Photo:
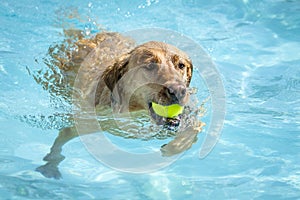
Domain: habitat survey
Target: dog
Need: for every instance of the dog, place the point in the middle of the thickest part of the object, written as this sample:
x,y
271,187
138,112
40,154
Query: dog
x,y
116,73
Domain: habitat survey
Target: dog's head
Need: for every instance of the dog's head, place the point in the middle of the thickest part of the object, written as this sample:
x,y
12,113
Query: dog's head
x,y
152,72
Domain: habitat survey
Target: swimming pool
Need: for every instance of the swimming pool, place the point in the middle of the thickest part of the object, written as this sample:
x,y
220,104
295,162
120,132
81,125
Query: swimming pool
x,y
256,48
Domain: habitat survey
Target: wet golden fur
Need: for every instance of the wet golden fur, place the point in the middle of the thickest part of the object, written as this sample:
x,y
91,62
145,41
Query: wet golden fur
x,y
109,67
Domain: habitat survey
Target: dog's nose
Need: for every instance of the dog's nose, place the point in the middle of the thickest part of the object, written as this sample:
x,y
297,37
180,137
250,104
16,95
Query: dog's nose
x,y
176,92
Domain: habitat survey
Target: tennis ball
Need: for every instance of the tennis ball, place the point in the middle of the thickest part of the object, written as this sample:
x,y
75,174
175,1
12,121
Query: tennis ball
x,y
170,111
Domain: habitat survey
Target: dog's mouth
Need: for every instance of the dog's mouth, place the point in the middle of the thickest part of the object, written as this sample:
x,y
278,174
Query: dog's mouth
x,y
169,123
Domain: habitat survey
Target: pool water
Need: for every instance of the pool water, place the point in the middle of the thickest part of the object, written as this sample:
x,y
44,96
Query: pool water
x,y
256,48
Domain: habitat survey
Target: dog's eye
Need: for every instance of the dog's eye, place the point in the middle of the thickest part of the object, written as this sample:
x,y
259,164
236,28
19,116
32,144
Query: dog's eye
x,y
181,65
151,66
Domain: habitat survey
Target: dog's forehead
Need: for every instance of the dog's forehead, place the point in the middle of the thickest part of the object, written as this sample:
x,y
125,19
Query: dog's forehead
x,y
167,49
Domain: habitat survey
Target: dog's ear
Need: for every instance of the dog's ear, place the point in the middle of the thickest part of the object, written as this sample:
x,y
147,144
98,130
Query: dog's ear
x,y
115,72
189,73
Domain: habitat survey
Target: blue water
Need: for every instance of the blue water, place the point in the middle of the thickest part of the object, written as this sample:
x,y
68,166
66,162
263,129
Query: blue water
x,y
255,45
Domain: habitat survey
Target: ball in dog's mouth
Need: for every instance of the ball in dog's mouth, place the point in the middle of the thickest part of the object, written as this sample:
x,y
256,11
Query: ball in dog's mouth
x,y
169,116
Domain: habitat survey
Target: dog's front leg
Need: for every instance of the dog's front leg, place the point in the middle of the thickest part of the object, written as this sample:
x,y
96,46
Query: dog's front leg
x,y
182,141
50,169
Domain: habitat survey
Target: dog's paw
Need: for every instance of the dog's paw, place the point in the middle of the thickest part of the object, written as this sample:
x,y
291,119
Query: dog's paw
x,y
181,143
57,157
49,171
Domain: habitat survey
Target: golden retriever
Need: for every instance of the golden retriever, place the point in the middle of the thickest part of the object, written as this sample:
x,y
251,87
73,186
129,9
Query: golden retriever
x,y
127,77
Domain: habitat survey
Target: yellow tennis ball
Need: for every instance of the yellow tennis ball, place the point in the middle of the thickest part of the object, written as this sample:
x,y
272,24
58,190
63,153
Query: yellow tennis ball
x,y
170,111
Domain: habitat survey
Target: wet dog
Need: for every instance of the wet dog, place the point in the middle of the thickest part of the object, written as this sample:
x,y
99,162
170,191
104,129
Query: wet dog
x,y
114,72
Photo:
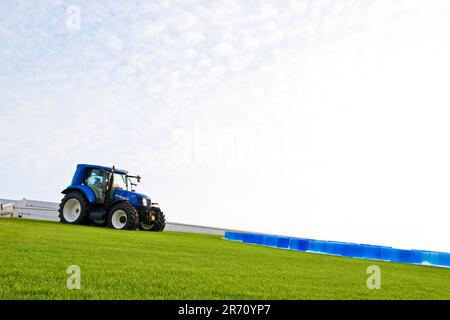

_The exercise_
Counting case-sensitively, state only how many lines of the material contain the string "blue".

_Result of this task_
3